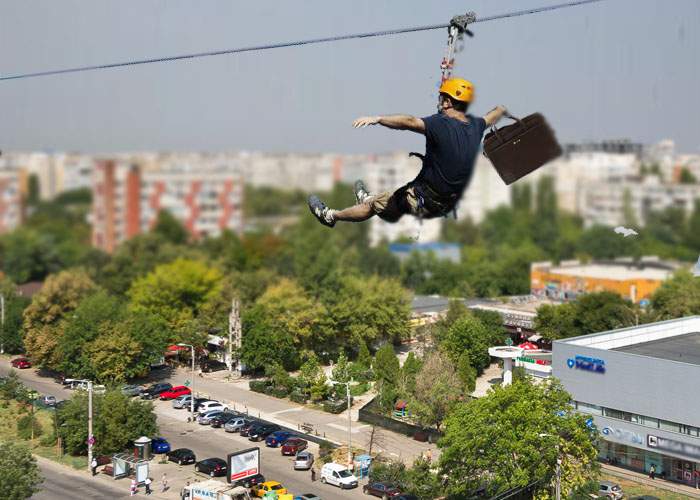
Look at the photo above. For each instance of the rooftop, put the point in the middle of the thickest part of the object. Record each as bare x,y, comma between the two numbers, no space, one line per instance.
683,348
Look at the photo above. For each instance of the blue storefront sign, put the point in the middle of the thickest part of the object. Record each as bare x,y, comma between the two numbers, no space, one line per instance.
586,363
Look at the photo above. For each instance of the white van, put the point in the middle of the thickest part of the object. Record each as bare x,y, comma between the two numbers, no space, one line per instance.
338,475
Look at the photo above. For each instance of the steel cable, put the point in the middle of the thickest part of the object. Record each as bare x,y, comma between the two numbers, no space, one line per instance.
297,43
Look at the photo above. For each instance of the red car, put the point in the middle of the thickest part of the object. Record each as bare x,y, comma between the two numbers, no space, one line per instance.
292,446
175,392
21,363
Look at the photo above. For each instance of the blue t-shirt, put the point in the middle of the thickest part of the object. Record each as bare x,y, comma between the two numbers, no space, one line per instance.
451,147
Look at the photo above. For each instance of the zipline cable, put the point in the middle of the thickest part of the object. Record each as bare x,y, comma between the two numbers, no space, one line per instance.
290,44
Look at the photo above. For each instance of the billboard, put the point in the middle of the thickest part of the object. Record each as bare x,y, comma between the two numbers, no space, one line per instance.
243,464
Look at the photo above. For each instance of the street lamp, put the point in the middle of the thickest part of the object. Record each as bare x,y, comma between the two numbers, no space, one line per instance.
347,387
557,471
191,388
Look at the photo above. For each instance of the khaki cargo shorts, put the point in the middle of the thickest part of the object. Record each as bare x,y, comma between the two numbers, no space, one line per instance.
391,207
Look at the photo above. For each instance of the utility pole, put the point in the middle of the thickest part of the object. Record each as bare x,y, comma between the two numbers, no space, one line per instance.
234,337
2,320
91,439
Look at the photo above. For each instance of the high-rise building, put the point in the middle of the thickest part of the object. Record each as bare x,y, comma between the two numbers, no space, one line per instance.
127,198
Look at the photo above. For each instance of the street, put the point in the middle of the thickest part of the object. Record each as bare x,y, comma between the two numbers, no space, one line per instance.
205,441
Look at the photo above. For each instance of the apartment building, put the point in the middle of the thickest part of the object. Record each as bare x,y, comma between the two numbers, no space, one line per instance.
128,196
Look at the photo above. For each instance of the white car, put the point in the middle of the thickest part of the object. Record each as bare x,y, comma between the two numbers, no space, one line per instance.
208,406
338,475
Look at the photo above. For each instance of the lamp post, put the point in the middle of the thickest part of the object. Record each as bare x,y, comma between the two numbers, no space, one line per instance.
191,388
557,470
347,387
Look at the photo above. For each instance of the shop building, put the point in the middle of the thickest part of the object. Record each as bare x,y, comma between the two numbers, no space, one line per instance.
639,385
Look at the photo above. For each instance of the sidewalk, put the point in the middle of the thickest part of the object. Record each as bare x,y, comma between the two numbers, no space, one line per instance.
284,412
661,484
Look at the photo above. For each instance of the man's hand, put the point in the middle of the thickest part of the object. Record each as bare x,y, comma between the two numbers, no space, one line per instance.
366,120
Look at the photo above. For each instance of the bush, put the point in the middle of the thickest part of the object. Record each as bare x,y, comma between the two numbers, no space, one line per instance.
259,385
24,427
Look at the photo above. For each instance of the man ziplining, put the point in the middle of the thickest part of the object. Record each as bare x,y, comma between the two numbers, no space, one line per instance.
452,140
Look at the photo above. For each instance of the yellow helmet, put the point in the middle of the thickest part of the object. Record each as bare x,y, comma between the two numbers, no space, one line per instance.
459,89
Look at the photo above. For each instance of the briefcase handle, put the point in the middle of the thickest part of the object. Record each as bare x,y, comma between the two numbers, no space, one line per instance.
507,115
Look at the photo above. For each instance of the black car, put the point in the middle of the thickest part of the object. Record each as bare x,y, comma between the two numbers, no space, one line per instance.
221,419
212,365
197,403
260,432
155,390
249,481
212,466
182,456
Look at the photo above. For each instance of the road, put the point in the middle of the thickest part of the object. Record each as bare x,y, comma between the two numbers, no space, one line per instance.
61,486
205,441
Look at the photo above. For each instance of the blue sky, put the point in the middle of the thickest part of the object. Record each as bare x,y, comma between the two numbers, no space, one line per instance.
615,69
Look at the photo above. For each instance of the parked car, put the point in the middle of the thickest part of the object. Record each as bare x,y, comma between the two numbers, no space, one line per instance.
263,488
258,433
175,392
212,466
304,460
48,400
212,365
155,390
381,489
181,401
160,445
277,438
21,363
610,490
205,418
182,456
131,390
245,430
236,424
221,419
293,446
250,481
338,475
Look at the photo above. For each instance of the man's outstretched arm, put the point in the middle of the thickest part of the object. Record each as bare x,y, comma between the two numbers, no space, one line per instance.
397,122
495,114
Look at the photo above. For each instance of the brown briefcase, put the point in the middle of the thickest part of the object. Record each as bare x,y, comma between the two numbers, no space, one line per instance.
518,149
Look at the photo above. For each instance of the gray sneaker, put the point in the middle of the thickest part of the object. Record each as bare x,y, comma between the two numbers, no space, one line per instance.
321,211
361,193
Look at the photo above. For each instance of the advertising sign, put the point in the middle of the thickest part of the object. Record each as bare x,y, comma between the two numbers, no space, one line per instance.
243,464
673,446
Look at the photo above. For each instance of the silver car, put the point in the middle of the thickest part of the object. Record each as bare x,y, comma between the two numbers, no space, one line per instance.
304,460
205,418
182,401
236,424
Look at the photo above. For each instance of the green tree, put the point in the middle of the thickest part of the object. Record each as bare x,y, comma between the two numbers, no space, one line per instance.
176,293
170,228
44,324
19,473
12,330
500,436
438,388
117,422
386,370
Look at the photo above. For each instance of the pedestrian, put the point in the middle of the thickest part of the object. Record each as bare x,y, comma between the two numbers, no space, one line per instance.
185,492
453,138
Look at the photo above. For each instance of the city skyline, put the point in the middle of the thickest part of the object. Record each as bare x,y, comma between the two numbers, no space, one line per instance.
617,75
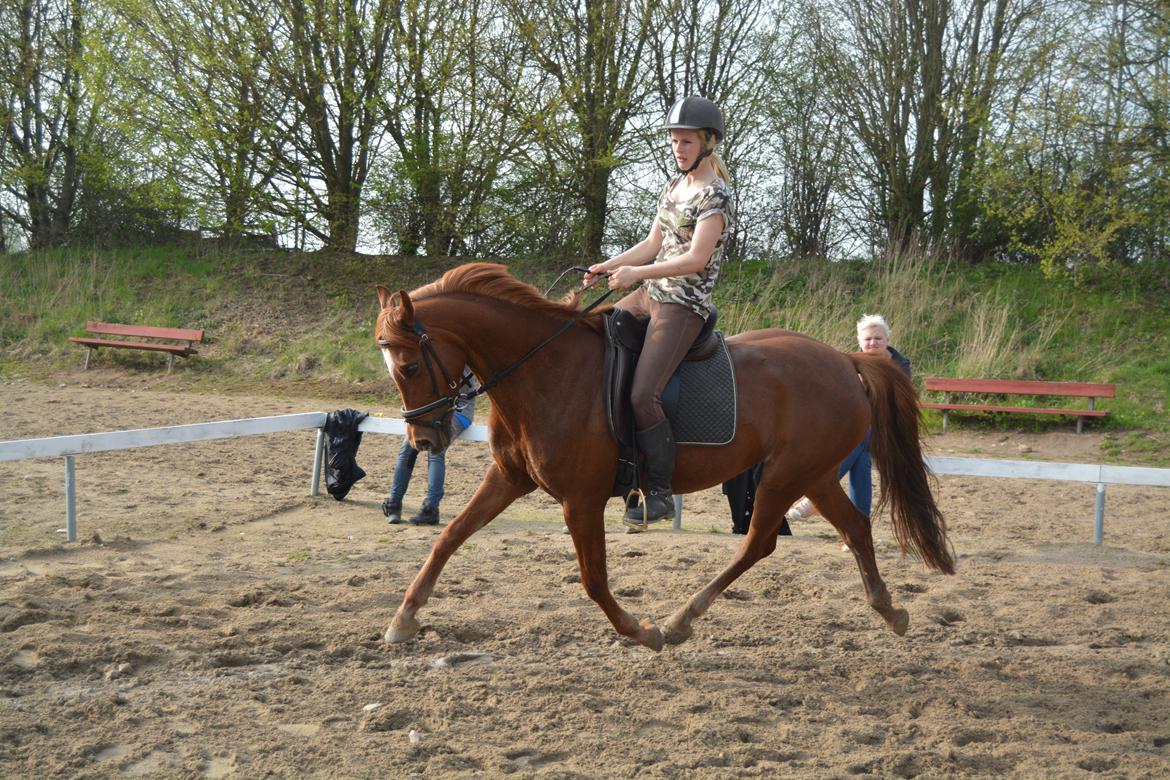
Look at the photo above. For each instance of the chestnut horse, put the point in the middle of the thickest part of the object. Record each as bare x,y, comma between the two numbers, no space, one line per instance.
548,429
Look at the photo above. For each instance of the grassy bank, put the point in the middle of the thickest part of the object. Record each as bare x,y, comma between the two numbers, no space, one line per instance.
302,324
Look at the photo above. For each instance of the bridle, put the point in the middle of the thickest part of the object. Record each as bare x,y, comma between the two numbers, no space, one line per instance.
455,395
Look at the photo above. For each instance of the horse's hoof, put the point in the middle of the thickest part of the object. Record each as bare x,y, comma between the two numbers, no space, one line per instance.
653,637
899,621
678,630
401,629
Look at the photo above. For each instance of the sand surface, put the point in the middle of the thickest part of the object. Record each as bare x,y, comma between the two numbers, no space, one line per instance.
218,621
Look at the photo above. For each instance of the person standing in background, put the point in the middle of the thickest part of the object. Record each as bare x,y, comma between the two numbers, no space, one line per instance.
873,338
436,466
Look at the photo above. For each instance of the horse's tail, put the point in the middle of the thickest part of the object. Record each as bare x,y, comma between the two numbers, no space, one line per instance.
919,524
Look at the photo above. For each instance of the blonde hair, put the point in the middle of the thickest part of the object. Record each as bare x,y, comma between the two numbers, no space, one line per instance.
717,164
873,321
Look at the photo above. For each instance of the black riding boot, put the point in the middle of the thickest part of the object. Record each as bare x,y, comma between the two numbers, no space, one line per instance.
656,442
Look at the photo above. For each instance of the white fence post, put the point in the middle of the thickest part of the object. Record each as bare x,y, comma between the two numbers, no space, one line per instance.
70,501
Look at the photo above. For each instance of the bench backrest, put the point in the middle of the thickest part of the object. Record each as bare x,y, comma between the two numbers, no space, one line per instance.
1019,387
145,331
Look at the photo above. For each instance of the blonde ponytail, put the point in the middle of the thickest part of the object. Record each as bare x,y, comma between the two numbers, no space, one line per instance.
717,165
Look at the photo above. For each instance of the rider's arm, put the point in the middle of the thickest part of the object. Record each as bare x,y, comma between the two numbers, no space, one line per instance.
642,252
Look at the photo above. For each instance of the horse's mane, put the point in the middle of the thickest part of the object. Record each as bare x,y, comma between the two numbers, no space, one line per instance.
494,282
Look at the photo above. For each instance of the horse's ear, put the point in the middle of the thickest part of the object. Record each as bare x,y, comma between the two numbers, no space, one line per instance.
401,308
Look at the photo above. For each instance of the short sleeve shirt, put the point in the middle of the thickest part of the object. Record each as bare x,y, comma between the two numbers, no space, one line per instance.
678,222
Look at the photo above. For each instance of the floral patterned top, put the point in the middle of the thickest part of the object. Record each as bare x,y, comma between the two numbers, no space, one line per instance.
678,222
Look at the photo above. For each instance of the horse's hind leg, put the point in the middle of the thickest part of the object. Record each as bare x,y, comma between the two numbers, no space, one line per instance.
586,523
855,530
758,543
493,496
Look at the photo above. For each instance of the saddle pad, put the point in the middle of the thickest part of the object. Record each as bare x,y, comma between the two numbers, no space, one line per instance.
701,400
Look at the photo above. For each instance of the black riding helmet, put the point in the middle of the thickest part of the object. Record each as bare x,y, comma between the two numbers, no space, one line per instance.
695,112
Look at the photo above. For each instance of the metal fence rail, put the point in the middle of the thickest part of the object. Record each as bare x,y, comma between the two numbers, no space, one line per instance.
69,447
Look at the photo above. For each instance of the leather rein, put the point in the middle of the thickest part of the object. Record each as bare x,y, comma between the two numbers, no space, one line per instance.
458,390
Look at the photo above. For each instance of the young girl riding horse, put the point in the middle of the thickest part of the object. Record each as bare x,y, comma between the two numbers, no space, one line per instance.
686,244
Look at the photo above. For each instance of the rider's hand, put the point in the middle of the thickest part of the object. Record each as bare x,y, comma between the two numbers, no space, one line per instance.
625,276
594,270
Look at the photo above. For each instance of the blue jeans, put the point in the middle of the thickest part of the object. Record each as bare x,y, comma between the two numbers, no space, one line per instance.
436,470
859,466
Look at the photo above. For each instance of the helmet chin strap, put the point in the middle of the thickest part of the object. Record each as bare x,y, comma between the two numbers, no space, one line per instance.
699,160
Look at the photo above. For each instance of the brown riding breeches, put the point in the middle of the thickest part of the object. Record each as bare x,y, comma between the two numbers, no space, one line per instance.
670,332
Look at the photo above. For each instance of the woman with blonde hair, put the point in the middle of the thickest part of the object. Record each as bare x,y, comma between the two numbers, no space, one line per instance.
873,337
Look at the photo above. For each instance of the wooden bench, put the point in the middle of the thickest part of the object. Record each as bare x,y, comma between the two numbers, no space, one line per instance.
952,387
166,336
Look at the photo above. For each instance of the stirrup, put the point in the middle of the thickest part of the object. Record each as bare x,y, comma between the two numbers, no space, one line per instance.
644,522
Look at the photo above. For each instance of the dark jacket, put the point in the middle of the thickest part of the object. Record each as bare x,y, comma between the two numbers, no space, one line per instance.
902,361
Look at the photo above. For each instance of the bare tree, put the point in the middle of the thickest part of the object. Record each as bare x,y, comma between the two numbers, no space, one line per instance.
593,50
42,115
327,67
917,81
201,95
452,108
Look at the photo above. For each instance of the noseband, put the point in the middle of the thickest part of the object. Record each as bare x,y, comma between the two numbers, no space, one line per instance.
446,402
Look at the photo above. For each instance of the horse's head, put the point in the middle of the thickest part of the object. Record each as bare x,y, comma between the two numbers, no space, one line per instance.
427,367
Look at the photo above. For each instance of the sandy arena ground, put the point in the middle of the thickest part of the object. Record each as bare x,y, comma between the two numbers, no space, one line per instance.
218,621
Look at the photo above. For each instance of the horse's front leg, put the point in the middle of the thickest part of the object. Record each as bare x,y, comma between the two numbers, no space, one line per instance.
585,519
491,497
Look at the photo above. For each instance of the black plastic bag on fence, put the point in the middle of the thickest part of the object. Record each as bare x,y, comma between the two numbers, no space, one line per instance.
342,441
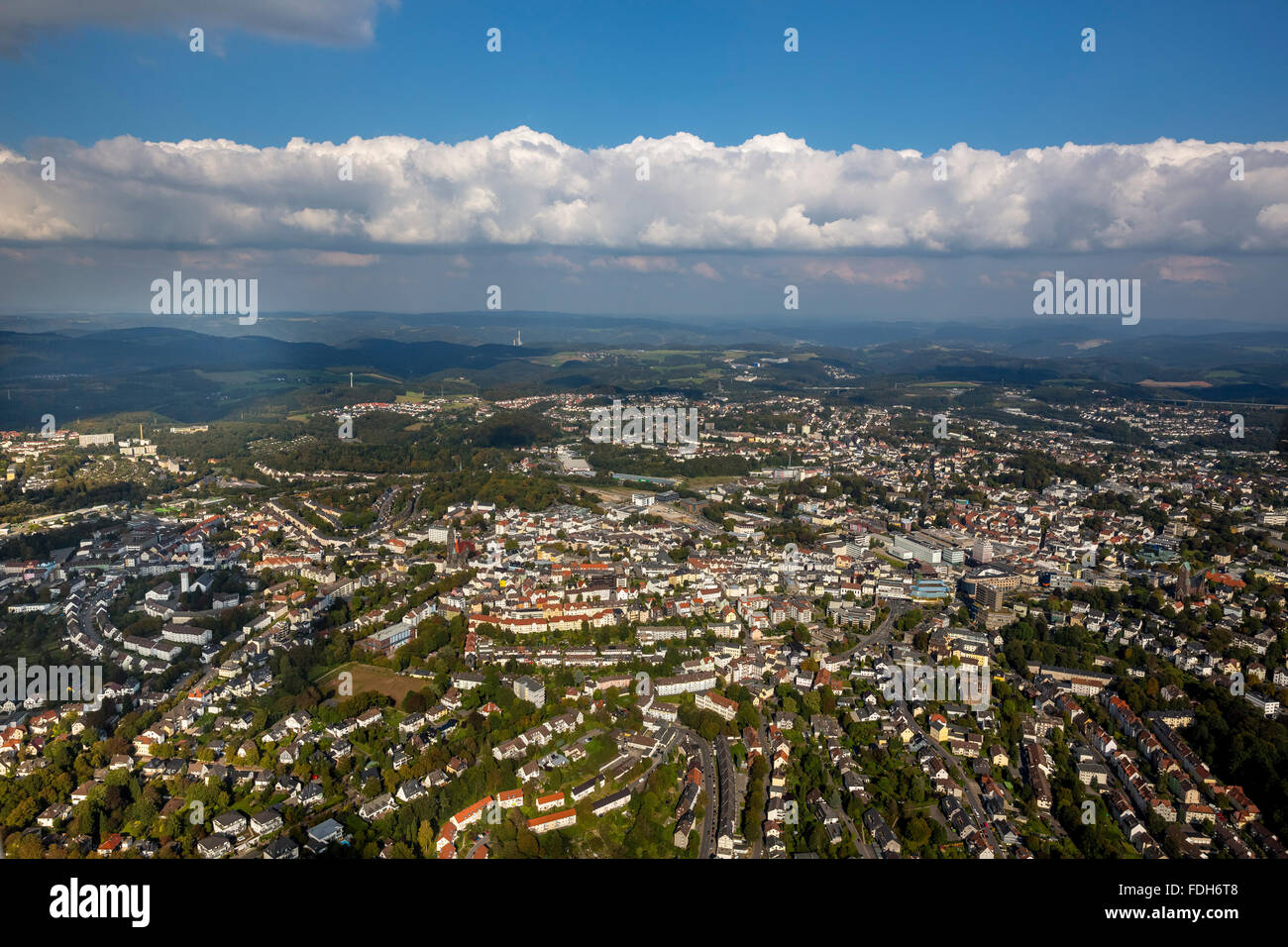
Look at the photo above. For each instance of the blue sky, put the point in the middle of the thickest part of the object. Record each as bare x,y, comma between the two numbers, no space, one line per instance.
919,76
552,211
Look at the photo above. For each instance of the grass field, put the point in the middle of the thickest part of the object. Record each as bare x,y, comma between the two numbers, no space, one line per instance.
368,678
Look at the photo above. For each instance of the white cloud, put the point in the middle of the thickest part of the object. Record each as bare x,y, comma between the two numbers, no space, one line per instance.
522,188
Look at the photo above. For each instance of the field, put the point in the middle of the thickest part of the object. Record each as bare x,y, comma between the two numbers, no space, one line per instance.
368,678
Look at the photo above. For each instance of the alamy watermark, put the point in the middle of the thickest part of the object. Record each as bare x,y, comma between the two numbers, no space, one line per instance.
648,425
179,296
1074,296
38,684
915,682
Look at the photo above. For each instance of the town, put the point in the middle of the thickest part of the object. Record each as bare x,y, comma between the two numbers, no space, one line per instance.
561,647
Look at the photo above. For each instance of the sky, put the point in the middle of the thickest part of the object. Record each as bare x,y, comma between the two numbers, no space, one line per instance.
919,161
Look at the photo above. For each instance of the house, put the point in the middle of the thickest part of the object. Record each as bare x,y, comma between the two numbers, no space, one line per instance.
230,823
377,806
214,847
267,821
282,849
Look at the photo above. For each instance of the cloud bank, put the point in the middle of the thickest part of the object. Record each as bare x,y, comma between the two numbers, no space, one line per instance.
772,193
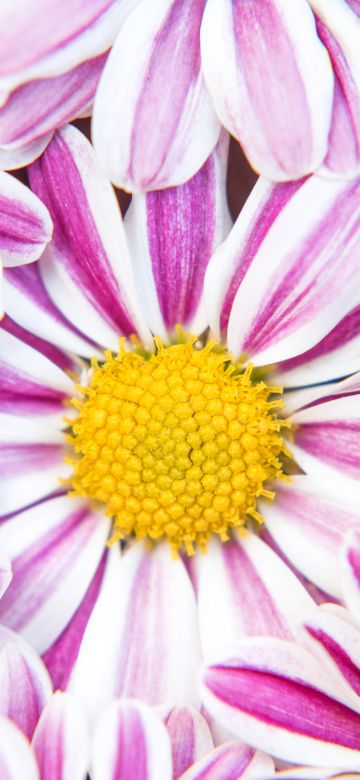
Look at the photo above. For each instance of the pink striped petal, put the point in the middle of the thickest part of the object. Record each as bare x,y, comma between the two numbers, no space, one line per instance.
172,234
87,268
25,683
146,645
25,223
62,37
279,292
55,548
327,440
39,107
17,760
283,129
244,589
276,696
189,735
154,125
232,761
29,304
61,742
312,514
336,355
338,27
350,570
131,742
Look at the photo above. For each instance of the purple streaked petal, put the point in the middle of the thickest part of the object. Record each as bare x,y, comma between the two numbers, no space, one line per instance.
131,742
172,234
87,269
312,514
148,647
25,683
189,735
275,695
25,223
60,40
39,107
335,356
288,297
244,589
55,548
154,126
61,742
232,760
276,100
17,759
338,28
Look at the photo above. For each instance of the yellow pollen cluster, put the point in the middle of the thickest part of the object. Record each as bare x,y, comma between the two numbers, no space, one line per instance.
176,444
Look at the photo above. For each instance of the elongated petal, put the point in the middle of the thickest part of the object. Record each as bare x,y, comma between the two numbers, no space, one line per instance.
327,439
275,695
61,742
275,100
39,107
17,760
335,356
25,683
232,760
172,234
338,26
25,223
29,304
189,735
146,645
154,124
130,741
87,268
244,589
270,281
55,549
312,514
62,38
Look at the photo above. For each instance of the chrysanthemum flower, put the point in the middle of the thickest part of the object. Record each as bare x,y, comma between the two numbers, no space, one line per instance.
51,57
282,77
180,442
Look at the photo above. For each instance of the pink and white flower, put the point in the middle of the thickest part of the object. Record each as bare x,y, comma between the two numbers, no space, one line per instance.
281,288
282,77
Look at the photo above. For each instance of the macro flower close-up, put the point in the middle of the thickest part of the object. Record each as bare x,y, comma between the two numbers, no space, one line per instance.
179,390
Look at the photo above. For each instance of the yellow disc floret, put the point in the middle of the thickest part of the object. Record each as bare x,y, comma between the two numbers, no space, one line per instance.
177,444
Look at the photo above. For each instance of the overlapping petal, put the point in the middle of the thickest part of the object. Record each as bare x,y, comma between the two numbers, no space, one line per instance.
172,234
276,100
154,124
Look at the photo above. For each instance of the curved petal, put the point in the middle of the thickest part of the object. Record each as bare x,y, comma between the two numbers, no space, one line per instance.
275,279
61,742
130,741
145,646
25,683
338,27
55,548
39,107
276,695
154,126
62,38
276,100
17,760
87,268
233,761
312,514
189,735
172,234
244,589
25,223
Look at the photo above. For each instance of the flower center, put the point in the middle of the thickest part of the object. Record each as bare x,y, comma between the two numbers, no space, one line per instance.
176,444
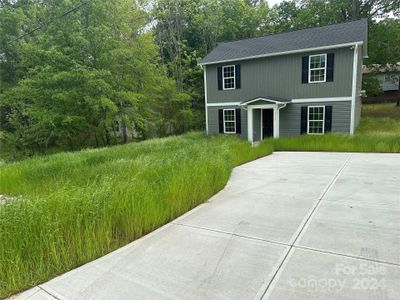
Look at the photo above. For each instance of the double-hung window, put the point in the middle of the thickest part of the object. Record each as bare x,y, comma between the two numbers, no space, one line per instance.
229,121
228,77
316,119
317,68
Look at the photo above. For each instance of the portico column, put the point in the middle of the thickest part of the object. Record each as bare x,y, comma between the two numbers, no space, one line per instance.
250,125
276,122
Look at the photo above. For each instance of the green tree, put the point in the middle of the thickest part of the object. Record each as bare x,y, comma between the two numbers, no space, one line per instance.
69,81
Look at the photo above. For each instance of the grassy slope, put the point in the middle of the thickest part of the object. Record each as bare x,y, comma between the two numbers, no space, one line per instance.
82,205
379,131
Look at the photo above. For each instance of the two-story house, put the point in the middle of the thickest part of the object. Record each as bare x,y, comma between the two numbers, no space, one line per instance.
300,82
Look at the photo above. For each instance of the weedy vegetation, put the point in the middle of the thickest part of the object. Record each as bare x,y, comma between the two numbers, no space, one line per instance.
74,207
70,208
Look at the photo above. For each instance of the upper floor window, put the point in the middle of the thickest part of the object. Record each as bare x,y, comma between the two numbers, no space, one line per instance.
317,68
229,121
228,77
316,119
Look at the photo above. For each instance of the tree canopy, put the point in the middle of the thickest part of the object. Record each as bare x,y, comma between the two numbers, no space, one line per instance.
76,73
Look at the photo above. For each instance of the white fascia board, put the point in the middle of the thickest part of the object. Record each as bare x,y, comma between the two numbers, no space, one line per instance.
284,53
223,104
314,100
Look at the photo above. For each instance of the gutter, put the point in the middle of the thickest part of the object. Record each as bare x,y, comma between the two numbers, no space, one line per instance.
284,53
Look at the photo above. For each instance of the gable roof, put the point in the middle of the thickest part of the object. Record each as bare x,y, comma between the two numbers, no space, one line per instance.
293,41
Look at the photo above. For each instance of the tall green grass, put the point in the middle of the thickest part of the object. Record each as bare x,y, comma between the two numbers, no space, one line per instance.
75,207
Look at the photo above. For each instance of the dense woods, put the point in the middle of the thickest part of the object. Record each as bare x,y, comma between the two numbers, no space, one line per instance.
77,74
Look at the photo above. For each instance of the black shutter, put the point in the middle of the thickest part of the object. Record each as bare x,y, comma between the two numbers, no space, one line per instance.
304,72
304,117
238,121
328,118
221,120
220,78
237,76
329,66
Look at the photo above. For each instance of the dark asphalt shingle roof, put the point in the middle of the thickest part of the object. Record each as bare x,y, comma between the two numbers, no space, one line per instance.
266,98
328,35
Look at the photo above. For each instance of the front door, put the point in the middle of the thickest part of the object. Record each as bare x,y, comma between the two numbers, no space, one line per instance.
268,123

________________

What you are asked to do: Only the lines from the one that contains "Look at the photo above. For each instance of the tall" to the end of the entries above should be given again, exactly and in full.

Output for this exercise:
Look at the photo above. For each instance of the tall green grass, put the point in the middle of the thickest part of the object. Record each as bare x,y, comma between the two numbers, no space, one line per instance.
75,207
Look at the photo above. For each instance of the dense woods, put the point in the middle of the thickest part of the object. Record each as bare x,y, comma between the two numbers, no space, one line per instance.
77,74
Look at the photo above. For each instance of the black shutter, put the point in the middle of the thickest part of the object. Record each as bare x,y, comma between the two numbers, no space, one line per instance.
304,72
304,117
238,121
328,118
221,120
220,78
237,76
329,66
Look at the photo above. For each instance of the dark asphalt shingle roof, put the point in the middle of the thickest part of the object. Record each as bare x,y, comma between the two numbers, no space, one line per instance.
266,98
328,35
Look at the photo above. For each instance of the front door, put the point in the middle of the thickest part of the object. Record each as bare x,y, comma between the two numbers, no space, one line per instance.
268,123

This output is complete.